+++ RECORDED DATA +++

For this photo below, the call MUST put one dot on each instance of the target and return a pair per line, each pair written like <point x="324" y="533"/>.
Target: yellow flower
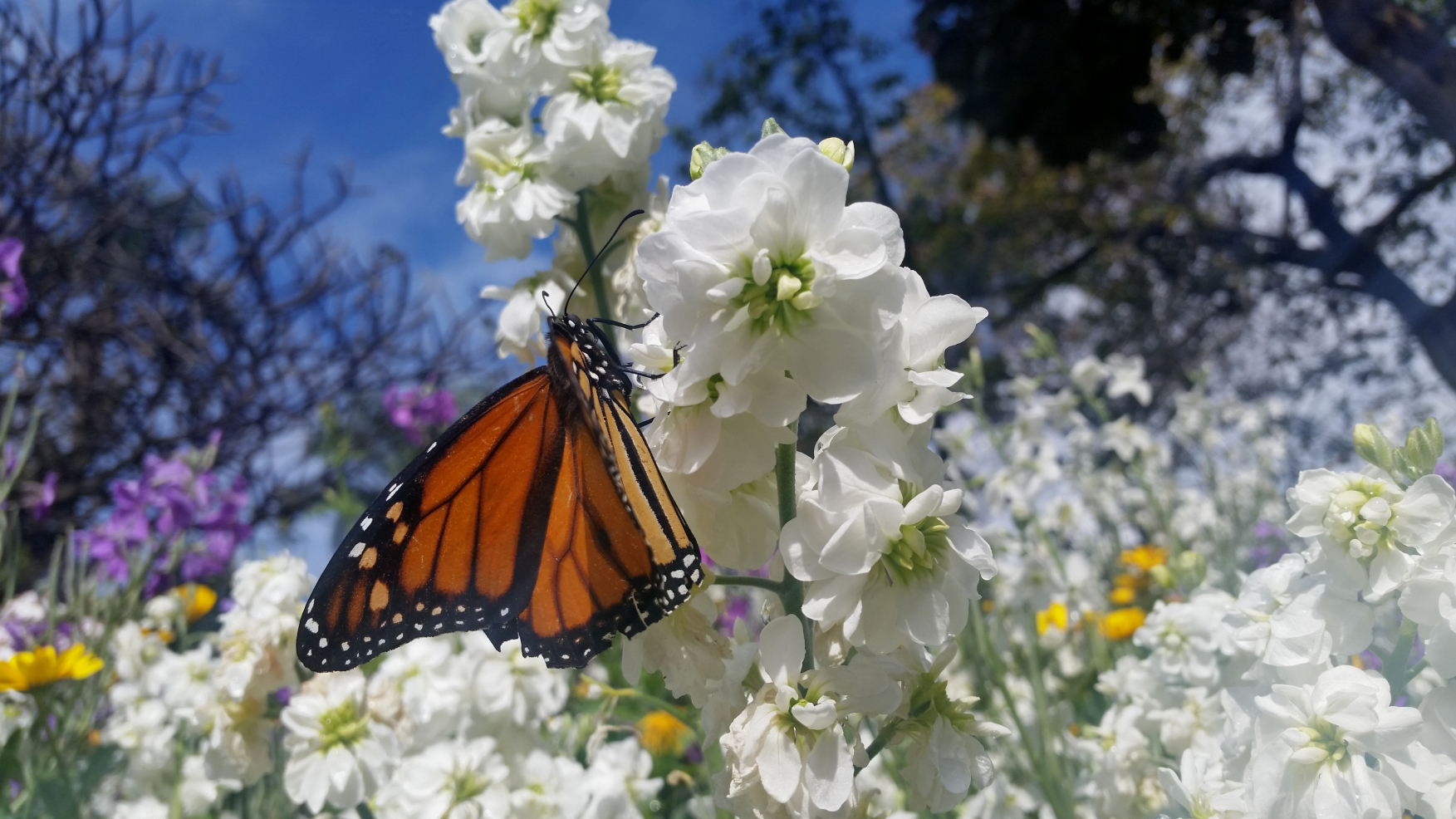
<point x="197" y="599"/>
<point x="1120" y="624"/>
<point x="1123" y="596"/>
<point x="1145" y="557"/>
<point x="1053" y="615"/>
<point x="42" y="666"/>
<point x="663" y="733"/>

+++

◆ EXERCISE BRIEF
Please format every line of the records above as a Markdown table with the columns "Row" and "Entry," numbering the rows and skipping blank lines. Omit the pictures.

◆ TASK RESPONSE
| Row | Entry |
|---|---|
| 1 | For this photo below, the call MUST put one dot on each instance of the target and return a pair per line, each pair written like <point x="324" y="533"/>. |
| 2 | Target: yellow flower |
| 3 | <point x="197" y="599"/> |
| 4 | <point x="1120" y="624"/> |
| 5 | <point x="1123" y="596"/> |
| 6 | <point x="1145" y="557"/> |
| 7 | <point x="1053" y="615"/> |
| 8 | <point x="42" y="666"/> |
| 9 | <point x="663" y="733"/> |